### About this task
Check the records below line by line, and report how many lines include the string "beef". No other words are needed.

Stored data entries:
□ □ □ □ □ □ □
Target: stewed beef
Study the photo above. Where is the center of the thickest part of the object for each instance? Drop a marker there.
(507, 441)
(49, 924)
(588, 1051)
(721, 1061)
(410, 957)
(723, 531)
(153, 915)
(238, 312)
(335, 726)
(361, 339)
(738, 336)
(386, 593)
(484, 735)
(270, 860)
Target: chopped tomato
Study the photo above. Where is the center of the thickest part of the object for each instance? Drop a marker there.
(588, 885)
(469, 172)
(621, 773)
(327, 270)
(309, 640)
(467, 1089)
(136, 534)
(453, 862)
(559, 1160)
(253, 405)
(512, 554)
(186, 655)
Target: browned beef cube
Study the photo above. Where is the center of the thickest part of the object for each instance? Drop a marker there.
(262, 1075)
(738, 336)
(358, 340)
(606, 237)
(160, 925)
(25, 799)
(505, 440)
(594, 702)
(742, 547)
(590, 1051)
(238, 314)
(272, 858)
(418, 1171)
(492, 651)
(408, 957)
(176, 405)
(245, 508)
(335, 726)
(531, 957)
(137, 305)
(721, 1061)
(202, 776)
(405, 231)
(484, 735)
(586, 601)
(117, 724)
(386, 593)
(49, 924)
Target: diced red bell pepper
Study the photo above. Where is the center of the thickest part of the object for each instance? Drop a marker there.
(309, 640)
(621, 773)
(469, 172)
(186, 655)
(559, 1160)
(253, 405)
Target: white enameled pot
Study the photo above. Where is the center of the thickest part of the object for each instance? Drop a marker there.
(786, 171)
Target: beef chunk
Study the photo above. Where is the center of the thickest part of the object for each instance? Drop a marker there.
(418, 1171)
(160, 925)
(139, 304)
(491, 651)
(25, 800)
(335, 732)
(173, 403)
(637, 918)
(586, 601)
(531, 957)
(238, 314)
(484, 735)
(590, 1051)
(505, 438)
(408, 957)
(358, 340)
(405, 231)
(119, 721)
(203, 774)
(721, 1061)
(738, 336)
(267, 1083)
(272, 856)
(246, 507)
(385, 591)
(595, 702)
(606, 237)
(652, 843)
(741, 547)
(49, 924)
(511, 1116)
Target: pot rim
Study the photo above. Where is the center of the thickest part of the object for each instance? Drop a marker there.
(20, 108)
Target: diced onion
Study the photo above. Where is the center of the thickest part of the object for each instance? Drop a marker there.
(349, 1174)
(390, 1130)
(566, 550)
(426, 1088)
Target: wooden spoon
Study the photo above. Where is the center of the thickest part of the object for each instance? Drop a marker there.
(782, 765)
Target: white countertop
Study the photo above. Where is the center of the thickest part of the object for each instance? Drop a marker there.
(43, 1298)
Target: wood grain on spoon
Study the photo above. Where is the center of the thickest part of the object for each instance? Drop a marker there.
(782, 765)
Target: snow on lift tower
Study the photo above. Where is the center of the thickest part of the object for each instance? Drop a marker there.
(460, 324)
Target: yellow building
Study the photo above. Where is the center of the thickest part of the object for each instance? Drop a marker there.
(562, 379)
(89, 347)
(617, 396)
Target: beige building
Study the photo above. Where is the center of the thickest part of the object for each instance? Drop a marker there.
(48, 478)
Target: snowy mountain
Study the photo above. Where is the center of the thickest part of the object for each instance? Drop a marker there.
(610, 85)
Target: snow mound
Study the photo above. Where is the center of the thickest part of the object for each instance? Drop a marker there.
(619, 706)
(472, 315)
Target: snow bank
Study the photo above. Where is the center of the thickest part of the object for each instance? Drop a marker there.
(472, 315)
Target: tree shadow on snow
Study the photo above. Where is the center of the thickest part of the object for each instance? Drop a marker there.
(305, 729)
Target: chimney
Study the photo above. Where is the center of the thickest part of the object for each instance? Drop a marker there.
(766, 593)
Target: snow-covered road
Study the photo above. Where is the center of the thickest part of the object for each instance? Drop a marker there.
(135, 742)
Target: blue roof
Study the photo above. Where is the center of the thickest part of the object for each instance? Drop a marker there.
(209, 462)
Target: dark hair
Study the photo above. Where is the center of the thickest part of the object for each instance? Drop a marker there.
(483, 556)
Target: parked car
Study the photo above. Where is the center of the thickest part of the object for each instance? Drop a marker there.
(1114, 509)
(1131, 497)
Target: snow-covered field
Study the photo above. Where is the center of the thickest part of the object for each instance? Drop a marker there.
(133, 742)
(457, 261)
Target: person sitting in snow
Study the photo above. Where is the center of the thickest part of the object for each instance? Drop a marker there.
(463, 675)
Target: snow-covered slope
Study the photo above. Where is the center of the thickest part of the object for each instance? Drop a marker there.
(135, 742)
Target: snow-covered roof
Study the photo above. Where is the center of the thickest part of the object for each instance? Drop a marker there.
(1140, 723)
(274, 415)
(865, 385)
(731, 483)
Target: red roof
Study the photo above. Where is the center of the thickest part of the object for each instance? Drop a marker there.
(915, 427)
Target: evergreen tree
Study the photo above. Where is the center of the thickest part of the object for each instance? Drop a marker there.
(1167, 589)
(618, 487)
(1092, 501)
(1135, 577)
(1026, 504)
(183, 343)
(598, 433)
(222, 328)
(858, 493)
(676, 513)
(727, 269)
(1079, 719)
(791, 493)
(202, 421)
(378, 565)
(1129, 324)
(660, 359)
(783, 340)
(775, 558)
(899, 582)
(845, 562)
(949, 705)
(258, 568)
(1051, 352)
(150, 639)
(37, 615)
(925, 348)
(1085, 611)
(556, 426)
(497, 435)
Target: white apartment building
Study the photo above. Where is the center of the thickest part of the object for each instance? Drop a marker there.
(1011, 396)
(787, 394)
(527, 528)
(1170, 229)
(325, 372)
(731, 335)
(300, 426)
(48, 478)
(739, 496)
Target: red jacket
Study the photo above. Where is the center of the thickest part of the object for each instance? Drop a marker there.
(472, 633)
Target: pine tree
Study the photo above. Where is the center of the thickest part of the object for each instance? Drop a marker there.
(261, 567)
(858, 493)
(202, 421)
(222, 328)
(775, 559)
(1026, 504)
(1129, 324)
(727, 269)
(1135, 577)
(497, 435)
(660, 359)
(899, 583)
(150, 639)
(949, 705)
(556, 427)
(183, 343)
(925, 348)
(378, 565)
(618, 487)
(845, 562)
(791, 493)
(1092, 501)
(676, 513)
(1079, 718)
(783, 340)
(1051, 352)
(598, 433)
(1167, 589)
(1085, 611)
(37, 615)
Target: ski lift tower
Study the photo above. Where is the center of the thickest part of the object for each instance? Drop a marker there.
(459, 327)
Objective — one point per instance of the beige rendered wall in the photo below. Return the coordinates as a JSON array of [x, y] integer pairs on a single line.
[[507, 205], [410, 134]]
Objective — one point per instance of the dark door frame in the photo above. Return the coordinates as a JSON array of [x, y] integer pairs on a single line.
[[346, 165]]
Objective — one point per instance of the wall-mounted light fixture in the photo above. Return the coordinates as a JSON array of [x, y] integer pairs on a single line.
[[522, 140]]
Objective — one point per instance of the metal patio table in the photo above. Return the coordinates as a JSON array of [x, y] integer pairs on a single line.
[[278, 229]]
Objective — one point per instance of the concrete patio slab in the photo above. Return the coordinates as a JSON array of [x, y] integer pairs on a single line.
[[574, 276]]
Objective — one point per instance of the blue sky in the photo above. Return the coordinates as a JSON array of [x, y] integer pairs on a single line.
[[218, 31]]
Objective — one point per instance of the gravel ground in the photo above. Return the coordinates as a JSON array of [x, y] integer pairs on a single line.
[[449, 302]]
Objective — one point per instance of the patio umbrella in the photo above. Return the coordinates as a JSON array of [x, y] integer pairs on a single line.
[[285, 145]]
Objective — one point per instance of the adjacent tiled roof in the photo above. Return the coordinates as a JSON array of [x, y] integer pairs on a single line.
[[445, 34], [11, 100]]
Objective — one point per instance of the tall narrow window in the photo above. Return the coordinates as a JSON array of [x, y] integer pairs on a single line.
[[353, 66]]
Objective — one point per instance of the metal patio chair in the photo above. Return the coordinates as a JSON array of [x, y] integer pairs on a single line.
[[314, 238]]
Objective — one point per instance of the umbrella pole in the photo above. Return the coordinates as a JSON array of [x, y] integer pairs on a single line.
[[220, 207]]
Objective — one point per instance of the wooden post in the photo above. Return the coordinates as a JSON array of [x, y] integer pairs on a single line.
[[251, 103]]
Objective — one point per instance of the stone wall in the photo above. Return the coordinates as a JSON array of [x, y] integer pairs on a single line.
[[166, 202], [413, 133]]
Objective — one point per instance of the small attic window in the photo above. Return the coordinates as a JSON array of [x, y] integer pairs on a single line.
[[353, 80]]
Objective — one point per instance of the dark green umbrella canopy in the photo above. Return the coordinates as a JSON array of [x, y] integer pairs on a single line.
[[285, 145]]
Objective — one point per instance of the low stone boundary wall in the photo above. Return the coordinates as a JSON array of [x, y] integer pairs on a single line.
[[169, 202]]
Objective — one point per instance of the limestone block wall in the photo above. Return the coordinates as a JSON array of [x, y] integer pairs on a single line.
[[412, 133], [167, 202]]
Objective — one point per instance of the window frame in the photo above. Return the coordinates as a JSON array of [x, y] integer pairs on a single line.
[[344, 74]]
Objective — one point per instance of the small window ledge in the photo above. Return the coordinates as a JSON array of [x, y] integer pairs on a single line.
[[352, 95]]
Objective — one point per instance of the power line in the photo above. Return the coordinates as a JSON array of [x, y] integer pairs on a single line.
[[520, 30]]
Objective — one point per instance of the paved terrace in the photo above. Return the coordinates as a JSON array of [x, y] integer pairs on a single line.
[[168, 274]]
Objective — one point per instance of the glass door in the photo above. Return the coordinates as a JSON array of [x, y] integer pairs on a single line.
□ □ □ □ □ □ □
### Task answer
3